- [PROBLEM DETAILS] Lay out every item below as a numbered list, omitting any blank lines.

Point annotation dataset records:

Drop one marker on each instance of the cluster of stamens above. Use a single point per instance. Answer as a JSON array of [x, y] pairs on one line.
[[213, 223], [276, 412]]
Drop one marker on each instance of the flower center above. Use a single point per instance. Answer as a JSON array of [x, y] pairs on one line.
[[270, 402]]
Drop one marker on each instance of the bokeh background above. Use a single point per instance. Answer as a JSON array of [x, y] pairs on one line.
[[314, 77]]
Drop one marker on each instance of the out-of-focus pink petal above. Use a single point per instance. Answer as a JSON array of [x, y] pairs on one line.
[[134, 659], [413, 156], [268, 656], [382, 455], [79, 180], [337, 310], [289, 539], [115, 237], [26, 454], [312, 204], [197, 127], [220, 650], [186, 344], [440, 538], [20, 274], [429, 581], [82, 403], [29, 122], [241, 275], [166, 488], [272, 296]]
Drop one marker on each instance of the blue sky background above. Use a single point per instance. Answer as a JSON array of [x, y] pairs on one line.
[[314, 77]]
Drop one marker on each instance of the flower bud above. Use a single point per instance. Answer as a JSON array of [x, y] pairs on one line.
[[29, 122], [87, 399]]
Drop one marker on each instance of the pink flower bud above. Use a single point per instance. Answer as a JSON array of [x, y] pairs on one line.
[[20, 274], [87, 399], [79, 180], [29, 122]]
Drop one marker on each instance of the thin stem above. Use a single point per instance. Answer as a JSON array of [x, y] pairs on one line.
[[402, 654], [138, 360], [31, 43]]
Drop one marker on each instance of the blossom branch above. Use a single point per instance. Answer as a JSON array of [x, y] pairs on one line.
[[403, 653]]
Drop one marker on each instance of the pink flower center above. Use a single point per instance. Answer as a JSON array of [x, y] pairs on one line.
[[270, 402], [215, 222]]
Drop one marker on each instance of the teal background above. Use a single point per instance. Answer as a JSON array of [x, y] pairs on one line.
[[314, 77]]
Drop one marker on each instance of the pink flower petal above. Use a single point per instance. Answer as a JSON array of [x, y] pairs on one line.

- [FINAL ANSWER]
1. Drop one marker on each instance of the cluster of stamens above. Use a single point per instance. Answer as a JSON array of [x, y] pairs on one line.
2. [[213, 223], [276, 412]]
3. Drop one marker on each instance of the flower center above. Use a single point per instance. Answer as a JSON array of [x, y] pairs on one line.
4. [[270, 402]]
5. Drop one marker on each instance of the bokeh background above. Use a single point per instance. Answer as a JSON array of [x, y] pairs on one line.
6. [[314, 77]]
7. Drop one marker on each instance of the out-of-focus pink petal above. Use a single point per instance. Answer as a JSON array of [x, y] pairs on one line.
8. [[134, 659], [413, 156], [268, 656], [382, 455], [79, 180], [337, 310], [289, 539], [115, 237], [26, 454], [312, 204], [197, 127], [220, 650], [186, 344], [440, 538], [20, 274], [429, 581], [82, 403], [29, 122], [241, 275], [166, 488], [272, 296]]
9. Drop one marker on each instance of the blue sky background above. Use a single point per instance. Answer as a JSON array of [x, y] pairs on one line.
10. [[314, 77]]
11. Drop one marker on each instance of the flower bud above. Use a single point per instance. Answer as a JSON array of [x, y] pairs on one line.
12. [[29, 122], [87, 399]]
13. Drop one marker on each instance of the pink flower bud above. Use a single point per instance. Answer as a JSON array of [x, y] pairs on one line.
14. [[20, 274], [87, 399], [79, 180], [29, 122]]
15. Drop one marker on each instance of the thin stem above. Use a single point per instance. Answer as a JSON array of [x, y] pairs on one line.
16. [[402, 654], [138, 360], [31, 43]]
17. Drop one marker on each instance of the blossom branch above. Use a single point per instance. Answer as a JSON array of [x, y] pairs on one line.
18. [[403, 653]]
19. Drop one marker on each instance of the pink flower center above. Use a single point per instance. Answer as a JSON array of [x, y] pairs on one line.
20. [[270, 402], [215, 222]]
21. Drop one marker on each instance of the teal background above. Use a single point per instance. Answer as a JSON array of [x, y] pairs on one line.
22. [[314, 77]]
23. Drop one marker on each instance of the pink flower petal above. Use a single point per instance. Answer as a JSON array of [x, y] pairs on one line.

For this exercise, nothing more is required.